Springtime for Freedom of Religion or Belief: Will Newly Democratic Arab States Guarantee International Human Rights Norms or Perpetuate Their Violation?

David Kirkham, ed., State Responses to Religious Minorities (Ashgate, 2013)

University of Tennessee Legal Studies Research Paper No. 195

Posted: 8 Sep 2012 Last revised: 9 Jun 2014

See all articles by Robert C. Blitt

Robert C. Blitt

University of Tennessee College of Law

Date Written: September 8, 2012

Abstract

The Arab Spring has generated unprecedented and seismic political and social upheaval across the Arab world. The reasons for the outbreak of widespread and vociferous public protest are myriad, but generally understood as including long-simmering resentment of government corruption and repression, underwhelming economic development, chronic unemployment and poor respect for human rights, including the treatment of individuals and groups affiliated with political manifestations of Islam. Despite the initial drama surrounding the street rallies, two years on, the pace of change has grown fitful and uncertain.
- - -
Set exercise -
Can you extract, verbatim, the stretch from "Date Written: September" through "fitful and uncertain." in the Arab Spring paper above?

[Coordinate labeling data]
- - -
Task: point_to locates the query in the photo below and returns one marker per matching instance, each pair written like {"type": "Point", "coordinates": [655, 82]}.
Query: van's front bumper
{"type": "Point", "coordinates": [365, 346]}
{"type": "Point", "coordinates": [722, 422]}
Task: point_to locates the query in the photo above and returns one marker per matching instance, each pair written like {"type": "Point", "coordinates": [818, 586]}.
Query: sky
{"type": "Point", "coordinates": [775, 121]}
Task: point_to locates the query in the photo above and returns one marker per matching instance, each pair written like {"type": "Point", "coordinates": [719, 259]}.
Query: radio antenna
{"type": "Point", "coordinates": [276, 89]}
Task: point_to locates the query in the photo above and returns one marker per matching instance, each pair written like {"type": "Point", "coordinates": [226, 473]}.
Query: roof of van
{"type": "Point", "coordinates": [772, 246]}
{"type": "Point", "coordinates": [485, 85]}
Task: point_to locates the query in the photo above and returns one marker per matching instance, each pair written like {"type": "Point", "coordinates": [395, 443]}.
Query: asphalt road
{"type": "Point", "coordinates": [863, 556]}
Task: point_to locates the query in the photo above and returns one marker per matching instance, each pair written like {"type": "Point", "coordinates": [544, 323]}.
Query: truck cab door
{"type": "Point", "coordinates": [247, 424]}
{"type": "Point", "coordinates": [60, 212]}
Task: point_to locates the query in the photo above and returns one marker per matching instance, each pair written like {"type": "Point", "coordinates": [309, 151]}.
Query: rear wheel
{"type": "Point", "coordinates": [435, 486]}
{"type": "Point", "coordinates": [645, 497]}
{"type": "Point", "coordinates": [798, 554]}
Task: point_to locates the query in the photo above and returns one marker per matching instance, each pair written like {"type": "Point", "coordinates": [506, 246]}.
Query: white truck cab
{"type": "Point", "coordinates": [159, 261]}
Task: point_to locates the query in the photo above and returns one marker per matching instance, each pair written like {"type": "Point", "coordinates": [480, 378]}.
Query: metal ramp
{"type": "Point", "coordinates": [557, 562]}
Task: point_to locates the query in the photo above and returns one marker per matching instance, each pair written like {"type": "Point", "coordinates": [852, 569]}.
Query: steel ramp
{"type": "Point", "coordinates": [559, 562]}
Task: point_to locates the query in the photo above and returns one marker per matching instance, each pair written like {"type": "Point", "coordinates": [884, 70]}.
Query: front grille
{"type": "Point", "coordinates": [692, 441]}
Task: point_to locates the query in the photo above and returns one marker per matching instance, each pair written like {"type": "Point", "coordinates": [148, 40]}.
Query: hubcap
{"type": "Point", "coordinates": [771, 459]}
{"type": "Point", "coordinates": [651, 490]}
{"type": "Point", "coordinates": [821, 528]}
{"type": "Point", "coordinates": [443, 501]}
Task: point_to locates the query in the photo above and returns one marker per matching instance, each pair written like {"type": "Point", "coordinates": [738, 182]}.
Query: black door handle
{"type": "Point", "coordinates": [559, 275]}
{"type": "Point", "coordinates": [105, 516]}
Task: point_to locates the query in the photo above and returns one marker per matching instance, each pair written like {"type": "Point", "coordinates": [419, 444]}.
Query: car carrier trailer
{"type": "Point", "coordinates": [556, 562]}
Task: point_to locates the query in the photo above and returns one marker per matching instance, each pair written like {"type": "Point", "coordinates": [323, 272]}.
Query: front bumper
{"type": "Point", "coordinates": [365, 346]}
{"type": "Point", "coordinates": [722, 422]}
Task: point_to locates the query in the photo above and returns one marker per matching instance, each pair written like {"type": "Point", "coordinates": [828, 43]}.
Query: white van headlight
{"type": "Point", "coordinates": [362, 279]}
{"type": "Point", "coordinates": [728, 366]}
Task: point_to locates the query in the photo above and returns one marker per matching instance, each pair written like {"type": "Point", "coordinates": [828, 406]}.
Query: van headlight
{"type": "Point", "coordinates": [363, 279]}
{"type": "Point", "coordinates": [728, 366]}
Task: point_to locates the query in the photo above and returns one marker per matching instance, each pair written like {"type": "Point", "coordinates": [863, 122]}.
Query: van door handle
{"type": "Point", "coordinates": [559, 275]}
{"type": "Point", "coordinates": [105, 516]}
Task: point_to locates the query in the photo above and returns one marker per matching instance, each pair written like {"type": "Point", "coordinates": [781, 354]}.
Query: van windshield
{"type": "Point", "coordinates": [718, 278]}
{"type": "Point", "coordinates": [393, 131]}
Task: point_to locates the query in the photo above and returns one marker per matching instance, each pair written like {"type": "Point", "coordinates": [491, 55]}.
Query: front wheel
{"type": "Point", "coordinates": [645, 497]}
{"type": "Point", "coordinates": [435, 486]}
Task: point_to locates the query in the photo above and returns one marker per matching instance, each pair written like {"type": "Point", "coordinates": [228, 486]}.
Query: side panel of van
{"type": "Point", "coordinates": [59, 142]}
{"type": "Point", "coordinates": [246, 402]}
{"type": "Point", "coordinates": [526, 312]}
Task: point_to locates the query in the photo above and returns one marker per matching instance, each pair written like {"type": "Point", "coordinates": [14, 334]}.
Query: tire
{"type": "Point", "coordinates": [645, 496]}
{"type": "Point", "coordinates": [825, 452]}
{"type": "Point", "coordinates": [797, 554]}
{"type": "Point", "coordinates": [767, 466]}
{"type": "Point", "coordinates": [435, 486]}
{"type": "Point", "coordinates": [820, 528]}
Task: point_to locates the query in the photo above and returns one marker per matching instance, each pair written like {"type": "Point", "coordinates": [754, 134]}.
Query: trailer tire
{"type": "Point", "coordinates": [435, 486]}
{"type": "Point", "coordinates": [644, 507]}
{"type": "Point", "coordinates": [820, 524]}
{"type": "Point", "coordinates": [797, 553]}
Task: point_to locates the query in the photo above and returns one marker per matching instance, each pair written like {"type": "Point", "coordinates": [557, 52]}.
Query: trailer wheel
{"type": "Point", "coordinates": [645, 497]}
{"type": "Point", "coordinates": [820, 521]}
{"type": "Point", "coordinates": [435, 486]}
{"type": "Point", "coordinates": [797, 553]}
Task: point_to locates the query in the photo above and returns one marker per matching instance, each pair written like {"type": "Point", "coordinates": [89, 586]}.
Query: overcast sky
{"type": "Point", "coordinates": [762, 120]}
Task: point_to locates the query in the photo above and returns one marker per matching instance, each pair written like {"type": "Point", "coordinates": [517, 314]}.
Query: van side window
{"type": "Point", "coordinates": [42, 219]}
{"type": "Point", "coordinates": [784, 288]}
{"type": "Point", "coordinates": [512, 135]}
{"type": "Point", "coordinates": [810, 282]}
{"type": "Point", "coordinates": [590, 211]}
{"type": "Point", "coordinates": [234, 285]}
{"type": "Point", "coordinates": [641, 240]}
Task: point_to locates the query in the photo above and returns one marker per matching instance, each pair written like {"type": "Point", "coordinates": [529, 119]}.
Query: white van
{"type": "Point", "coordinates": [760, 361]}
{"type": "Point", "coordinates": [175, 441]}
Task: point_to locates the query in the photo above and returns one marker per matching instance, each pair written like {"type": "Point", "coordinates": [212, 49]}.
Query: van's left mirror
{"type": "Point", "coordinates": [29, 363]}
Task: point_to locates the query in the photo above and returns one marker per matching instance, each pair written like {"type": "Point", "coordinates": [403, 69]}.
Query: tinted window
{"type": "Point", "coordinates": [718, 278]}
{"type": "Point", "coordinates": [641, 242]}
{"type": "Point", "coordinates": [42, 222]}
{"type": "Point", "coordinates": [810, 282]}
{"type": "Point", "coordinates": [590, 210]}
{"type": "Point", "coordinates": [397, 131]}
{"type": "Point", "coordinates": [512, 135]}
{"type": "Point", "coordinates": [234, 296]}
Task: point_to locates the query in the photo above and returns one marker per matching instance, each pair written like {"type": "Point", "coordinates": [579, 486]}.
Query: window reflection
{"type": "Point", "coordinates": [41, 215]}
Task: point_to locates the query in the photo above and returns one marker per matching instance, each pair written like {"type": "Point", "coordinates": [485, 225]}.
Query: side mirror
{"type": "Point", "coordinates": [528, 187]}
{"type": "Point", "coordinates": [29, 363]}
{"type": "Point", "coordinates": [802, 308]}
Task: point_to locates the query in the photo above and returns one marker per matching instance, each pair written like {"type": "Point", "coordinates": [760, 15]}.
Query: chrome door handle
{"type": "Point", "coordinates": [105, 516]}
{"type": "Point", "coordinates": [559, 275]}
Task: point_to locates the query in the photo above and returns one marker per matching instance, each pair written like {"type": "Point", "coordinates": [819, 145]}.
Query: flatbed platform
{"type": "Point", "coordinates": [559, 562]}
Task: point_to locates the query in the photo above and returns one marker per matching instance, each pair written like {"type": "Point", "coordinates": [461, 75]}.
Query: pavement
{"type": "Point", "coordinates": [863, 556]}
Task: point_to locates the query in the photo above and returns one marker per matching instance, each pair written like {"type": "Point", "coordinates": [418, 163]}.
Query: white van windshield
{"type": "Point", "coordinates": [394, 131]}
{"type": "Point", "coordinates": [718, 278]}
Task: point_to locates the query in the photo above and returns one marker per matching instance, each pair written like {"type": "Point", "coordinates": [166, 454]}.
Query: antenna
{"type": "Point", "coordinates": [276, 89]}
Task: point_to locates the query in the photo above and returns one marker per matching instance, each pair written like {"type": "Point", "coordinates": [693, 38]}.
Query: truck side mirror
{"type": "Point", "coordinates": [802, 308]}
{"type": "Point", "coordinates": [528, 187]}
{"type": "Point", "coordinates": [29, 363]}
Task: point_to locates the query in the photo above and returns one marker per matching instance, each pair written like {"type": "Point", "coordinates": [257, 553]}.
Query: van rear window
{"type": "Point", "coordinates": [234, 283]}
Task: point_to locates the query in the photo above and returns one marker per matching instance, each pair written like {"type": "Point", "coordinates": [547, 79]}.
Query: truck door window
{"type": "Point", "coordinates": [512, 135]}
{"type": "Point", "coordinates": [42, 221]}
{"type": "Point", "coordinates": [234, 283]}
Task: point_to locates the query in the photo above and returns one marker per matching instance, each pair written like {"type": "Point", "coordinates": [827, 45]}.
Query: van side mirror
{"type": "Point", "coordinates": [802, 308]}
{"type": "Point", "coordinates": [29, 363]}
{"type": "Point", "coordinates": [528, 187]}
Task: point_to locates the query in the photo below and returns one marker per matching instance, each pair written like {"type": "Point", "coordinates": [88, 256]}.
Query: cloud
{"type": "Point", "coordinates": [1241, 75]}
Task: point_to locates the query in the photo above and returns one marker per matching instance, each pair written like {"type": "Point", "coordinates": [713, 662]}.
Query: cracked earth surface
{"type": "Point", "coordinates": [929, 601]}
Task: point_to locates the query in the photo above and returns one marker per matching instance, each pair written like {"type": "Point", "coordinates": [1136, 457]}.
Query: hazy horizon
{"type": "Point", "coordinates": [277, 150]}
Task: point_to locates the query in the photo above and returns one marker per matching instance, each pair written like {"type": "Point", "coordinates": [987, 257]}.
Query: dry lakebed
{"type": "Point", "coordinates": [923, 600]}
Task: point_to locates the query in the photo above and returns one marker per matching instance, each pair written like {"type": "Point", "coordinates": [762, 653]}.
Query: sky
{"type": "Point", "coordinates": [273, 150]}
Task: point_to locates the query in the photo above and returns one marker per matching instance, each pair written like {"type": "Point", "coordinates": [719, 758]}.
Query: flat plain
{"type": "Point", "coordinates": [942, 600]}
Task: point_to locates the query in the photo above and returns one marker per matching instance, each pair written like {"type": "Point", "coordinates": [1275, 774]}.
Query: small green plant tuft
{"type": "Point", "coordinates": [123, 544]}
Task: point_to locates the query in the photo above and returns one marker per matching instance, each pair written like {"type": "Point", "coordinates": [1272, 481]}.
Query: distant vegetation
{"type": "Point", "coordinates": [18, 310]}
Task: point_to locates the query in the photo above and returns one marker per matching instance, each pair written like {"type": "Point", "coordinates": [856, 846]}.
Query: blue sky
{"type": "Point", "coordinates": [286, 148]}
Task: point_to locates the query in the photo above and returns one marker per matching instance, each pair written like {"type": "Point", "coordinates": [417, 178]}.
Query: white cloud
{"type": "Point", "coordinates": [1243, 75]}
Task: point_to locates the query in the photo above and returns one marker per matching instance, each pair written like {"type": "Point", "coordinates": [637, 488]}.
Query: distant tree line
- - -
Solution to this exercise -
Date Written: September 8, 2012

Abstract

The Arab Spring has generated unprecedented and seismic political and social upheaval across the Arab world. The reasons for the outbreak of widespread and vociferous public protest are myriad, but generally understood as including long-simmering resentment of government corruption and repression, underwhelming economic development, chronic unemployment and poor respect for human rights, including the treatment of individuals and groups affiliated with political manifestations of Islam. Despite the initial drama surrounding the street rallies, two years on, the pace of change has grown fitful and uncertain.